[Stored records]
----
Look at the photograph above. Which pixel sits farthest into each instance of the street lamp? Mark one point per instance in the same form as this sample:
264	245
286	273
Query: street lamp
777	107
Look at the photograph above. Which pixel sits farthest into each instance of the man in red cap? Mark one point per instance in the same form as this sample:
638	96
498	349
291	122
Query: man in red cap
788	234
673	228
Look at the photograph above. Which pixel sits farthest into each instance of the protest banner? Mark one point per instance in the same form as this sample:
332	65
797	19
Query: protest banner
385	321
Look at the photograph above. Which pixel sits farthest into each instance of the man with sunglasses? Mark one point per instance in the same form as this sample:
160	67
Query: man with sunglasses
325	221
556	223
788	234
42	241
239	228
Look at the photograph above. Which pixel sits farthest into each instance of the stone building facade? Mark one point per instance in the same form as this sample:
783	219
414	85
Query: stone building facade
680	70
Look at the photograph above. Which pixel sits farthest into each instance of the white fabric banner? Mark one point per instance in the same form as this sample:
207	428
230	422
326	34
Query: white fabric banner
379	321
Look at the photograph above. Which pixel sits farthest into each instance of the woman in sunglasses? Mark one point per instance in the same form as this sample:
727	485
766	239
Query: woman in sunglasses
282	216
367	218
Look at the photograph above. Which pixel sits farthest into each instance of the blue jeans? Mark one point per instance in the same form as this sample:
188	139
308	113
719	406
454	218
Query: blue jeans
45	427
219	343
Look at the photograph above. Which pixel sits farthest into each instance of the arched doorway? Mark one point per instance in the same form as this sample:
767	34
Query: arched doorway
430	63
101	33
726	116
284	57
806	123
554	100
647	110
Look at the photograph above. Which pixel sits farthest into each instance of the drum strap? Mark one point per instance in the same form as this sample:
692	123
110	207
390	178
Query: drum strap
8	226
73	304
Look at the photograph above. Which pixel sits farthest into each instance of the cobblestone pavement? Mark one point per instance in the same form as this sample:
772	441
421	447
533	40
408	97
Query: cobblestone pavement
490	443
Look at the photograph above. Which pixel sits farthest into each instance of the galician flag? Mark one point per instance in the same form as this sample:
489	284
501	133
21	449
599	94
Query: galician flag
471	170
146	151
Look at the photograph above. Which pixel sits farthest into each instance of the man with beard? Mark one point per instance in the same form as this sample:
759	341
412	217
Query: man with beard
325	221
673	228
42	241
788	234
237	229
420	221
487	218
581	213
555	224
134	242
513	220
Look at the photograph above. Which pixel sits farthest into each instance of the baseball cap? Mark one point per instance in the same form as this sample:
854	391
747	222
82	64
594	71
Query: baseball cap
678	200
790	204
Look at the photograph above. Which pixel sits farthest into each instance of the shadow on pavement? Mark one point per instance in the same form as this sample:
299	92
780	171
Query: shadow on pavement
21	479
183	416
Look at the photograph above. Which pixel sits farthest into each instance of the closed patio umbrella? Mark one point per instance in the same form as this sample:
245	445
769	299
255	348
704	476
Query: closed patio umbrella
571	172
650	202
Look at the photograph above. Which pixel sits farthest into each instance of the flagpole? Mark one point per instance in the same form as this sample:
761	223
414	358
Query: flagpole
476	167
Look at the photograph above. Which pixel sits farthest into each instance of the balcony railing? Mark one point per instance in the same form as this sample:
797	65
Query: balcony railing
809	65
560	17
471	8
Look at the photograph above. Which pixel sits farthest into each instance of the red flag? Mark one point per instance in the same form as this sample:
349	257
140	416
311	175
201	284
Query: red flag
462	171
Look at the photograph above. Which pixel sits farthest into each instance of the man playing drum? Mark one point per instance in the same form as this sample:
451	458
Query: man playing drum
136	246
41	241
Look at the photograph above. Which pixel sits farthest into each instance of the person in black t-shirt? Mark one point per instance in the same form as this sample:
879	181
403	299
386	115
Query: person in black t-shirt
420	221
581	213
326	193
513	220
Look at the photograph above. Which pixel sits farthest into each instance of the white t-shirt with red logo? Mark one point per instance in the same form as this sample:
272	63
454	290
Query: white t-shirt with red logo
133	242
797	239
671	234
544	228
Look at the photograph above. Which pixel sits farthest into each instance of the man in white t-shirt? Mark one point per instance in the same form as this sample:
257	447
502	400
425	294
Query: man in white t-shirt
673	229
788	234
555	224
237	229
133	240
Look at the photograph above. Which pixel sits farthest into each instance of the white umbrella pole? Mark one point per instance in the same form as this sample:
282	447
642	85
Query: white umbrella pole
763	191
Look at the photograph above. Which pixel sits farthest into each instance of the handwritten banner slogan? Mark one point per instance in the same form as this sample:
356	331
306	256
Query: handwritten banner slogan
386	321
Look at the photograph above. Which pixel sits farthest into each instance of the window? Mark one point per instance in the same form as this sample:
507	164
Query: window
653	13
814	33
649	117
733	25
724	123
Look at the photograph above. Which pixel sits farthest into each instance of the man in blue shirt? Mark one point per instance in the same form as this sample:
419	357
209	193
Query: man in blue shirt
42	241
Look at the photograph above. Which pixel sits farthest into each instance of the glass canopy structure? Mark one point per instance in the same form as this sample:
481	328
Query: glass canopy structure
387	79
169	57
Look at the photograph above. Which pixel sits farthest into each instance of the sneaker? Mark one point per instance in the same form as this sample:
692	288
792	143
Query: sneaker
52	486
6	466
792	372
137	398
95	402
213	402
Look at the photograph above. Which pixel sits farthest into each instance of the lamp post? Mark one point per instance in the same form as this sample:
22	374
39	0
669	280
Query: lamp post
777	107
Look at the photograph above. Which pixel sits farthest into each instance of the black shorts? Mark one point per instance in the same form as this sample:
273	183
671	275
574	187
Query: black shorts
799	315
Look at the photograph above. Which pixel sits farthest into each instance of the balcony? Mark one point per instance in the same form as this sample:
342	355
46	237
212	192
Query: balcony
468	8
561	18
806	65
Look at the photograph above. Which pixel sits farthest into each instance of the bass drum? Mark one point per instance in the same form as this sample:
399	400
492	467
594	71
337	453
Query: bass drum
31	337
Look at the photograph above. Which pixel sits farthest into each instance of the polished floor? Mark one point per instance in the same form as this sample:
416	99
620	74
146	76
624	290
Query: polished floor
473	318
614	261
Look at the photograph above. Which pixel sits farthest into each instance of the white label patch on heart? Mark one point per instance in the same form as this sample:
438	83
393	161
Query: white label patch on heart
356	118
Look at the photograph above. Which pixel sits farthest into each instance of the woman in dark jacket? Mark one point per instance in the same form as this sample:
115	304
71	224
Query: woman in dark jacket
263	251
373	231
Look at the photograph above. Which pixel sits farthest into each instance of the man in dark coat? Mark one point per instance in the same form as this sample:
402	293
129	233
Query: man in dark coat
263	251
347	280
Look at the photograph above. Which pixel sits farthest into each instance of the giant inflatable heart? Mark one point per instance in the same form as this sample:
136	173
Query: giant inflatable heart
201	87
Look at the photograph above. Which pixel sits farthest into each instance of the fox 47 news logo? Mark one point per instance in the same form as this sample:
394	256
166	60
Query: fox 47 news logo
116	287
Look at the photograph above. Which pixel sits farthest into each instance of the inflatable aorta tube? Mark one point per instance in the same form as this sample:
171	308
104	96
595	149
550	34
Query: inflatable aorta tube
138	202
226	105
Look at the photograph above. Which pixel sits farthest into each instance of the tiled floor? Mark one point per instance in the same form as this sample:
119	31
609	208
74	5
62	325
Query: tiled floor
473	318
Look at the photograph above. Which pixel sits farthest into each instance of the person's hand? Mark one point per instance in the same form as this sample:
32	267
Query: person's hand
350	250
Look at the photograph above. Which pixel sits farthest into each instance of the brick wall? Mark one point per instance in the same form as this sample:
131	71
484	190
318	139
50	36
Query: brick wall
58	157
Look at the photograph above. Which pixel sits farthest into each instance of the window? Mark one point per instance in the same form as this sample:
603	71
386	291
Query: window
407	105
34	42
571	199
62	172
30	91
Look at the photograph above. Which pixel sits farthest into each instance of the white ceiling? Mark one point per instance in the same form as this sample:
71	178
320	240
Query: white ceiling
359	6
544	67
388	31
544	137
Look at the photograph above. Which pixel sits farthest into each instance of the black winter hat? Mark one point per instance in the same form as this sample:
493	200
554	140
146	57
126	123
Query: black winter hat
----
§ **The request**
Produce an exact copy of the lines from the one containing "of the person's" through the last line, and of nothing else.

§ **Reply**
Look at the photograph above. Which pixel sits farthest into each instance of the person's hand? Mark one point per instance in the same form as this sample:
32	267
Query: person's hand
350	250
Look at the photograph above. Which pixel sits farthest into each instance of the brick wall? Mark one point per instance in the same form as this sample:
131	71
484	190
318	139
50	36
Query: brick wall
58	157
Look at the photograph above. Which pixel sits farthest into each instance of the window? Mark one point per instance in the same form as this sample:
603	71
386	291
Query: window
407	105
34	42
571	199
62	172
30	91
Look at the photograph above. Which pixel sits farthest into each instance of the white ceiling? Mark one point per instance in the same form as this sample:
71	178
320	240
Query: white ceiling
359	6
544	67
388	31
544	137
Look at the photograph above. Which pixel sits farthest into each instance of the black winter hat? Mark one point per instance in the same form as this sample:
493	200
554	140
146	57
126	123
Query: black winter hat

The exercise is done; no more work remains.